▶ **Extract to read**
Although Belle has its own parking lot and customers can use the lot at the Cary Arts Center across the street, there still have been complaints about parking. Harper said people have been calling ahead to find out about parking conditions that day, but sometimes, they still don’t come.
“They just don’t want to, obviously, fight the equipment and drive on the nasty road right now,” she said.
Kyle Hubert, the town’s senior engineer, said he had not received many complaints from businesses. The town has been working with downtown business owners since before construction began to update them on traffic control. Emails are periodically sent out to keep them up to date.
“I think we’ve had a pretty substantial outreach effort to the folks along Academy Street,” Hubert said. “They are feeling some impacts, but I think they’ve had a chance to prepare for that.”
Still, Belle employee Cori Bilton said the streetscape construction had an impact on the number of customers who stopped at the restaurant during Aug. 22’s Lazy Daze Arts and Crafts Festival, which drew thousands of people to downtown Cary. Lazy Daze, which is normally held on Academy and Chatham streets, was held at the Cary Town Hall Campus this year because of the construction.
“It was much slower than we expected,” she said. “Based on last year’s business, we should have had about four times what we had.”
And because of construction, Harper also has had problems with losing Internet access, which is needed to ring people up, for as many as eight hours at a time.
“It’s definitely affecting us, but my opinion of this is that at the end of the day when this whole project is done, I see the vision the Town of Cary is going for,” she said. “I would love to see it moving along a little quicker.”
Next door at Cary Pottery on Dry Avenue, co-owner Glenda Westbrook-Nielsen said she had been fortunate enough not to lose Internet access. But construction has cost the pottery studio and art gallery walk-in and drive-by traffic.
“We’ve probably lost about two-thirds of our general traffic,” Westbrook-Nielsen said. “It’s very confusing for people to try to get around, but we’ve had people call us, and they find us. We know it’s going to be really nice when it’s done, so we’re patient.”
Across Dry Avenue, the town-owned Cary Arts Center has been minimally impacted by the downtown projects so far, said Lyman Collins, the town’s cultural arts division manager.
“I’ve talked with the staff there, and they have had people comment on it but it doesn’t seem to stop people from coming,” Collins said. “People know where it is and they’re finding it and they’re finding parking and they’re making due.”
The arts center hasn’t experienced any changes in ticket sales, including season ticket sales for the Marvelous Music Mainstage series, which begins on Sept. 26.
The town is hoping to see work completed near the Cary Arts Center by the end of the year with the entire downtown project to be completed by next summer.

Dataset excerpts
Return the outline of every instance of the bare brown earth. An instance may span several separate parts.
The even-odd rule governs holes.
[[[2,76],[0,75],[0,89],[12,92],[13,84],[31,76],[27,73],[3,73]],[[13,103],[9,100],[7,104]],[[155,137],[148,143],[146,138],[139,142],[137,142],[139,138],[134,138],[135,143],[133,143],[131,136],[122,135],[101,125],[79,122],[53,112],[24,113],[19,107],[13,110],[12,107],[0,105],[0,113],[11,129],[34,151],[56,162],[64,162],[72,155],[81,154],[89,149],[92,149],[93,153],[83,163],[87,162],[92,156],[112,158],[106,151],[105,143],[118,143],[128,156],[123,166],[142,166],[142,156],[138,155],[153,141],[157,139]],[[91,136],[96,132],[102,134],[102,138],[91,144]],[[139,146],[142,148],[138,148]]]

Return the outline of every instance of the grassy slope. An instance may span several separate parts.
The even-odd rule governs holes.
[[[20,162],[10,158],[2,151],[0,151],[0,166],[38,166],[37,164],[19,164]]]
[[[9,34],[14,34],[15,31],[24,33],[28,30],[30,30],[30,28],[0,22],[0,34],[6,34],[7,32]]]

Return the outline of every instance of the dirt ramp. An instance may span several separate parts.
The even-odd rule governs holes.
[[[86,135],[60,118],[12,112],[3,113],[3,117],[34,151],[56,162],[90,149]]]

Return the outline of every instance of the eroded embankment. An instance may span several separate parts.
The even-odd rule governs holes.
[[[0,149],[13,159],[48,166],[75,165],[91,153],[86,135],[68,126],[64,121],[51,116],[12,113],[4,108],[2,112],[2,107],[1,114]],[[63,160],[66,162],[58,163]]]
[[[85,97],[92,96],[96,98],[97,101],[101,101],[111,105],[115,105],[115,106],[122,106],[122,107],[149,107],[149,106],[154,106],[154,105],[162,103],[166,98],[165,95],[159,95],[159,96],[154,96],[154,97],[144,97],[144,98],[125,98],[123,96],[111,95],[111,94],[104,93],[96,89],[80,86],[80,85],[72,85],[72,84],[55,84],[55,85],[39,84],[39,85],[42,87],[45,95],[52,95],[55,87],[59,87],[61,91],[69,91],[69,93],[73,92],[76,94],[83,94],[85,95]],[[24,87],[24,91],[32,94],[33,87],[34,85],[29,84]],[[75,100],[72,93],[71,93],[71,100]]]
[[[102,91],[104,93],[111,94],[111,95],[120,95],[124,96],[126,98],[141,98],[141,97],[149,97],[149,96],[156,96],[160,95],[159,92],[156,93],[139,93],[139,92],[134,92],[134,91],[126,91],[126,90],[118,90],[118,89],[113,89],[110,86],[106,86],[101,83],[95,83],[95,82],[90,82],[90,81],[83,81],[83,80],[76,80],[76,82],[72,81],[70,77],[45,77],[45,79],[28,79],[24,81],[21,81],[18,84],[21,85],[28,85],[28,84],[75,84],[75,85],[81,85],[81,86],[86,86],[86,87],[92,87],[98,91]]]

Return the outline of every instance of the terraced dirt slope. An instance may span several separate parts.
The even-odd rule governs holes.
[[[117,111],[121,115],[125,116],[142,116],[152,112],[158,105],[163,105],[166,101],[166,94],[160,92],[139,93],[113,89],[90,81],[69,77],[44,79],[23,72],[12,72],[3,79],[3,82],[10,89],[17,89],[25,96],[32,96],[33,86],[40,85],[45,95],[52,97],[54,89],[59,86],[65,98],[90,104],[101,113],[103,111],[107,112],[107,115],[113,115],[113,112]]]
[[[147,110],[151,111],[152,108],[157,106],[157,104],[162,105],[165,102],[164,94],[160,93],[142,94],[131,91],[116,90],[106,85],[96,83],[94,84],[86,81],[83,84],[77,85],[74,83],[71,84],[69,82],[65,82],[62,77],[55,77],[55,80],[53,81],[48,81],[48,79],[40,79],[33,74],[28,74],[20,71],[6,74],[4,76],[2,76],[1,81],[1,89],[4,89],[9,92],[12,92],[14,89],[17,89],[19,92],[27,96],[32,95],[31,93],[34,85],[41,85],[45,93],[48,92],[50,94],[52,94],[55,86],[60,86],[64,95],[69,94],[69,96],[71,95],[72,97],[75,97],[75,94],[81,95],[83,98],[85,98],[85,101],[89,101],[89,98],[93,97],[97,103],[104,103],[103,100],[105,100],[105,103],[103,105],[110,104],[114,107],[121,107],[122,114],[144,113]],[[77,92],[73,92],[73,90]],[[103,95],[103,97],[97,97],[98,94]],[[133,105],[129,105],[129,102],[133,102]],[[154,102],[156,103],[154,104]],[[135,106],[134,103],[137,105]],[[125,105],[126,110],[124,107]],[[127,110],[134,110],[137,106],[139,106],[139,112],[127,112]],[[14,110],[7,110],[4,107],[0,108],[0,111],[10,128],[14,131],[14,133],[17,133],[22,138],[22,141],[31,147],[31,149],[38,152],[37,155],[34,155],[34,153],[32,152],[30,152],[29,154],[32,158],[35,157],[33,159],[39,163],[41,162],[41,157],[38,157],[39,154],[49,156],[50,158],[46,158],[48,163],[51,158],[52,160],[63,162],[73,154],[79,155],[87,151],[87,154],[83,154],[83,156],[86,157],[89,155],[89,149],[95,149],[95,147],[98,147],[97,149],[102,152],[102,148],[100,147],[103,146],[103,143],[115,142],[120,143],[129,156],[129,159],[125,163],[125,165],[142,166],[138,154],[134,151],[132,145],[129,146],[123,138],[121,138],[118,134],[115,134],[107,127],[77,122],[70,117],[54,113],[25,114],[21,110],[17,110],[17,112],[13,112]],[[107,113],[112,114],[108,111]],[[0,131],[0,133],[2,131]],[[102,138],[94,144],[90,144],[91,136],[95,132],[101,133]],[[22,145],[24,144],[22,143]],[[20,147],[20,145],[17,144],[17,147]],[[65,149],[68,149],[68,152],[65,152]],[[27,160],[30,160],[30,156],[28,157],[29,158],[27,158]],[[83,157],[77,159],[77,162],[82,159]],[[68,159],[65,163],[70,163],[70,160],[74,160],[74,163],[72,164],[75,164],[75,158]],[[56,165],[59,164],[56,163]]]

▶ **Assignment 1**
Answer these about the article on downtown Cary construction:
(a) Who is the town's senior engineer?
(b) Where was the Lazy Daze Arts and Crafts Festival held this year?
(c) On what date does the Marvelous Music Mainstage series begin?
▶ **Assignment 2**
Write out word for word the part of the article on downtown Cary construction that opens with the words containing "Kyle Hubert, the" and closes with "up to date.".

▶ **Your response 1**
(a) Kyle Hubert
(b) The Cary Town Hall Campus
(c) Sept. 26

▶ **Your response 2**
Kyle Hubert, the town’s senior engineer, said he had not received many complaints from businesses. The town has been working with downtown business owners since before construction began to update them on traffic control. Emails are periodically sent out to keep them up to date.